[Coordinate annotation data]
⁂
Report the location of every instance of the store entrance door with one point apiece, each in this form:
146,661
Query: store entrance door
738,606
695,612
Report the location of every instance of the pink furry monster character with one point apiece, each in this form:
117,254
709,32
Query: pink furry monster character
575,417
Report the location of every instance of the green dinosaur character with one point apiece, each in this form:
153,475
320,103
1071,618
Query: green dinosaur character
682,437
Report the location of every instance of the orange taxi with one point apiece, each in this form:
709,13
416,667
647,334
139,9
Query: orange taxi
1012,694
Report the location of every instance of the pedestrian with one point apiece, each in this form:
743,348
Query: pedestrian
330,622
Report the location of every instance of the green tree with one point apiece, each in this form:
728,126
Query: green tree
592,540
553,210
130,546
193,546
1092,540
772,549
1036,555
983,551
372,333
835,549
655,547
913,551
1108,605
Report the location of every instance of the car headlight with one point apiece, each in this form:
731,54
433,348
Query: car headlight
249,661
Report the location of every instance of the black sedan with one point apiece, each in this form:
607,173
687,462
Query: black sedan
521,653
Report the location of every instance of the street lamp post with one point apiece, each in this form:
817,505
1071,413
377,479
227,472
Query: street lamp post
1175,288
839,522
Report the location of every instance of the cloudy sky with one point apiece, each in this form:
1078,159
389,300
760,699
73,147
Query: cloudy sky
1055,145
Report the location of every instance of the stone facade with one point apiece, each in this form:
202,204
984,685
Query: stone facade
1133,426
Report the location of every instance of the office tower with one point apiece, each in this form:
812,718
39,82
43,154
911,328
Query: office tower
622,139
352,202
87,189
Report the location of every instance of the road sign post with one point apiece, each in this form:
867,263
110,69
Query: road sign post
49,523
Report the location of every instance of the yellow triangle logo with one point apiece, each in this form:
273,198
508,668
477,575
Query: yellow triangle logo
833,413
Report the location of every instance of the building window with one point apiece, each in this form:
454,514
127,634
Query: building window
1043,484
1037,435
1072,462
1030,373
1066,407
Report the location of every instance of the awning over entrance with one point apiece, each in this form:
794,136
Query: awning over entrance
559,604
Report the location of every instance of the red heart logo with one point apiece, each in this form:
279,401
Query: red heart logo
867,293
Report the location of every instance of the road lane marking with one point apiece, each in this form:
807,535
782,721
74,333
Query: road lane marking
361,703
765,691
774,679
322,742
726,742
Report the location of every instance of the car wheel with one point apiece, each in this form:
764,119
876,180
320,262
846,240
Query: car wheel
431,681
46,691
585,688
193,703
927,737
⁂
Stated problem: Reproduce every line of the data above exactly as it stands, from start to finish.

Right answer:
Report the location of every instance of the store entrance door with one point apiece, each in this form:
146,661
Query: store entrance door
738,606
695,612
Report the location of every instance of the pink furry monster character with one point apiece, each in this form:
117,254
709,32
Query: pink furry monster character
575,417
Report the location of every instance of the green dinosaur character with one point apiece, each in this form:
153,475
320,103
1071,618
Query: green dinosaur character
682,437
Report the location of every instance of the orange taxi with one point apiece, each in this form:
709,13
416,667
647,334
139,9
Query: orange taxi
1012,694
Report the location of every instance of the pedestrian with one point apiece, each in this form:
743,348
Query: pedestrian
330,622
Report the location of every instance of the green tree with one point apiece, each in this form:
728,126
Query: green tree
592,540
553,210
130,546
193,546
1092,540
772,549
1036,555
983,551
372,333
835,549
655,547
913,551
1108,605
Report the location of every instance of the car headlight with one point apiece, each in this form:
731,54
433,348
Query: car headlight
249,661
Report the location of every instance of the black sedan with one point apiece, each in this form:
607,173
687,462
Query: black sedan
521,653
Report the location of every instance of the street lamp post with one point apiece, each in this form:
817,505
1071,413
377,479
227,472
Query: street lamp post
1175,288
839,522
Report the location of every instance of the cloudy sky with one point apiece, each in this form:
1078,159
389,300
760,699
73,147
Query: cloudy sky
1055,145
Report the location of every instance of the stone facade with one point apiece, each in this form:
202,204
984,685
Query: stone facade
1133,426
Report the location of every instance of the office tower with one point apiece, each in this form:
812,718
39,82
43,154
911,328
Query: office tower
622,139
352,202
87,189
Report the location of every instance of the road sign post with one point apiece, each in this form:
867,263
110,69
Query: road sign post
49,523
Report the location of every instance of the yellow triangle logo with one point apiece, each in this form:
273,198
508,668
477,575
Query: yellow triangle logo
833,413
Report the location of every instance of the building window with one point apiece, each in this form:
454,514
127,634
Query: building window
1043,484
1037,435
1072,462
1030,373
1066,407
Report the location of every instance of the awning over entrance with one point apiece, each in this form:
794,136
Query: awning over entrance
559,604
Report the location of every instance of the red heart logo with one point apiece, each in this form:
279,401
Query: red heart logo
867,293
Report the location of every instance of the road lane marking with one point apiece, each in this form:
807,535
782,721
74,333
Query: road lane marking
361,703
765,691
774,679
322,742
726,742
Report the location of every instance of the car wheel with one point apiece, each in this form:
764,119
876,180
320,262
846,240
Query: car wheel
431,681
46,691
585,688
193,703
927,737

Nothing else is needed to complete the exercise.